Shift every x and y coordinate in the answers by -35, and write out everything from the line containing "Target phrase = leafy foliage" down to the end of the entries, requests included.

>> begin

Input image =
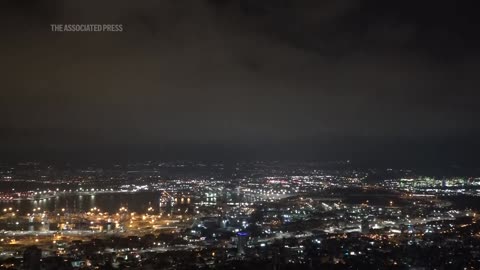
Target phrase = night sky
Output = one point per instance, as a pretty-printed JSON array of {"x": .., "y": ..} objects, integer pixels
[{"x": 290, "y": 79}]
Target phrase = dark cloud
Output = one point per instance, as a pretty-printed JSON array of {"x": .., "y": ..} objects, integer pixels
[{"x": 238, "y": 72}]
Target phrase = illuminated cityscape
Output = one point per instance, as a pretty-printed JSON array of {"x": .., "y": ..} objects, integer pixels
[
  {"x": 239, "y": 135},
  {"x": 271, "y": 215}
]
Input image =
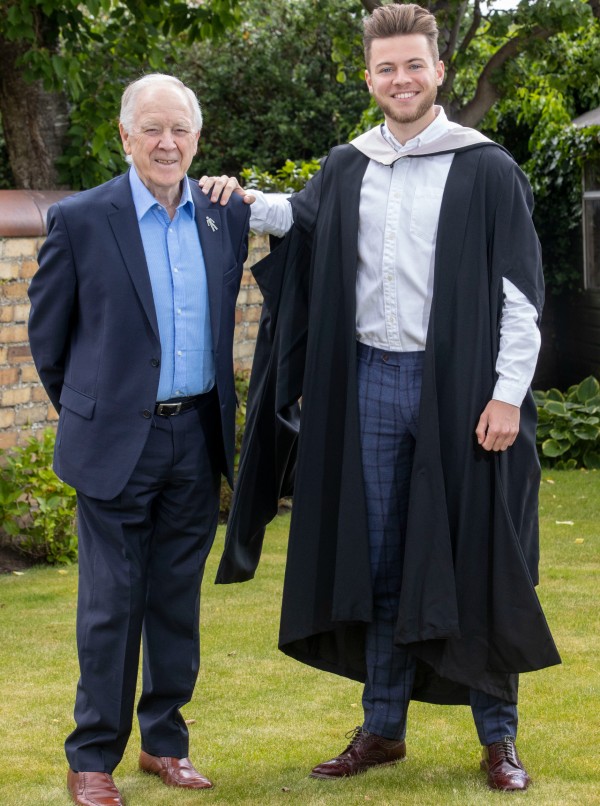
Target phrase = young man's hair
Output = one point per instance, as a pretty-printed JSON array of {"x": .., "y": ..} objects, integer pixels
[{"x": 395, "y": 19}]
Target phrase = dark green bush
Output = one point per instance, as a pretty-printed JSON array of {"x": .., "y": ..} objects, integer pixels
[
  {"x": 568, "y": 434},
  {"x": 241, "y": 389},
  {"x": 37, "y": 509}
]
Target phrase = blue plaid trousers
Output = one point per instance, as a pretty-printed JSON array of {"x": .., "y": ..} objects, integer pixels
[{"x": 389, "y": 389}]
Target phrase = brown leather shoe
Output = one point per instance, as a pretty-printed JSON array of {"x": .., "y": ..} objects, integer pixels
[
  {"x": 174, "y": 771},
  {"x": 365, "y": 750},
  {"x": 503, "y": 766},
  {"x": 93, "y": 789}
]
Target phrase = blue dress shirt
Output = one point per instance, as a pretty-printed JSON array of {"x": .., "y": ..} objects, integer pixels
[{"x": 178, "y": 278}]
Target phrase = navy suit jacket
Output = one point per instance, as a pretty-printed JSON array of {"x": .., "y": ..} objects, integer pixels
[{"x": 94, "y": 334}]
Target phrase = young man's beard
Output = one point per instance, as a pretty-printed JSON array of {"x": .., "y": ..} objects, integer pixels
[{"x": 408, "y": 116}]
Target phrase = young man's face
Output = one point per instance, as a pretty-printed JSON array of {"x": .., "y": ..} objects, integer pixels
[{"x": 403, "y": 78}]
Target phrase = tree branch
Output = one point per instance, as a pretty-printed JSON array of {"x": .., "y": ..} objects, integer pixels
[
  {"x": 448, "y": 53},
  {"x": 487, "y": 93}
]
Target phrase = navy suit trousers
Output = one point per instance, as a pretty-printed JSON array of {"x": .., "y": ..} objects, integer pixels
[
  {"x": 389, "y": 390},
  {"x": 141, "y": 561}
]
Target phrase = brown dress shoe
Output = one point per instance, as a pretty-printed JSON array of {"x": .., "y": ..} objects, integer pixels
[
  {"x": 503, "y": 766},
  {"x": 93, "y": 789},
  {"x": 174, "y": 771},
  {"x": 365, "y": 750}
]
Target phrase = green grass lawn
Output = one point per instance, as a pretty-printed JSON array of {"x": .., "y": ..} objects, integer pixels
[{"x": 259, "y": 720}]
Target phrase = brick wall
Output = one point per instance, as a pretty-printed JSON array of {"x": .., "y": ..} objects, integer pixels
[{"x": 24, "y": 406}]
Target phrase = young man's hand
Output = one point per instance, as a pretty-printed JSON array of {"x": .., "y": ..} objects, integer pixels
[
  {"x": 223, "y": 187},
  {"x": 498, "y": 426}
]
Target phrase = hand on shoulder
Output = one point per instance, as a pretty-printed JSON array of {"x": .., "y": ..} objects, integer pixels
[{"x": 220, "y": 189}]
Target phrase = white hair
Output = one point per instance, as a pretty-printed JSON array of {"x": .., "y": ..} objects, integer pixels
[{"x": 132, "y": 91}]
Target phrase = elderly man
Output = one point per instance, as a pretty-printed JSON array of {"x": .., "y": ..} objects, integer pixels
[
  {"x": 406, "y": 319},
  {"x": 131, "y": 330}
]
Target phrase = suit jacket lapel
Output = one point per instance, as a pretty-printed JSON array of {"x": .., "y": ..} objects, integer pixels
[
  {"x": 123, "y": 221},
  {"x": 208, "y": 221}
]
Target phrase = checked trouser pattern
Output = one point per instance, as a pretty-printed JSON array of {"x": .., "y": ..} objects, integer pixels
[{"x": 389, "y": 390}]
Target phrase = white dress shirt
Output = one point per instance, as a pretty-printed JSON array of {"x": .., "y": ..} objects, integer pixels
[{"x": 398, "y": 219}]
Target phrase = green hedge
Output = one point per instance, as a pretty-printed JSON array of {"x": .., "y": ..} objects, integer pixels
[
  {"x": 568, "y": 434},
  {"x": 37, "y": 510}
]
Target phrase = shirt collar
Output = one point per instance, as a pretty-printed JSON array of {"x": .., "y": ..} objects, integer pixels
[
  {"x": 436, "y": 129},
  {"x": 143, "y": 200}
]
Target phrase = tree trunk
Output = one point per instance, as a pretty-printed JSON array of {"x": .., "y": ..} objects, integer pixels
[{"x": 34, "y": 122}]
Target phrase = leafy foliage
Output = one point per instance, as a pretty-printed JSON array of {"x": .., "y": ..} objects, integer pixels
[
  {"x": 291, "y": 177},
  {"x": 90, "y": 50},
  {"x": 568, "y": 434},
  {"x": 269, "y": 90},
  {"x": 241, "y": 390},
  {"x": 37, "y": 510}
]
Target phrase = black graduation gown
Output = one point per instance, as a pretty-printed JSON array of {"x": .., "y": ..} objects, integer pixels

>> end

ANSWER TO THE TASK:
Target phrase = leafy foliage
Output = one point per instance, as a pretty-printed JSON array of {"x": .., "y": ..} objects, integer pixels
[
  {"x": 256, "y": 142},
  {"x": 55, "y": 15},
  {"x": 533, "y": 399},
  {"x": 234, "y": 55},
  {"x": 206, "y": 355},
  {"x": 2, "y": 475}
]
Target phrase = black graduation gown
Output = one point per instance, as a pretty-printed JSON array of {"x": .., "y": ..} objects, integer pixels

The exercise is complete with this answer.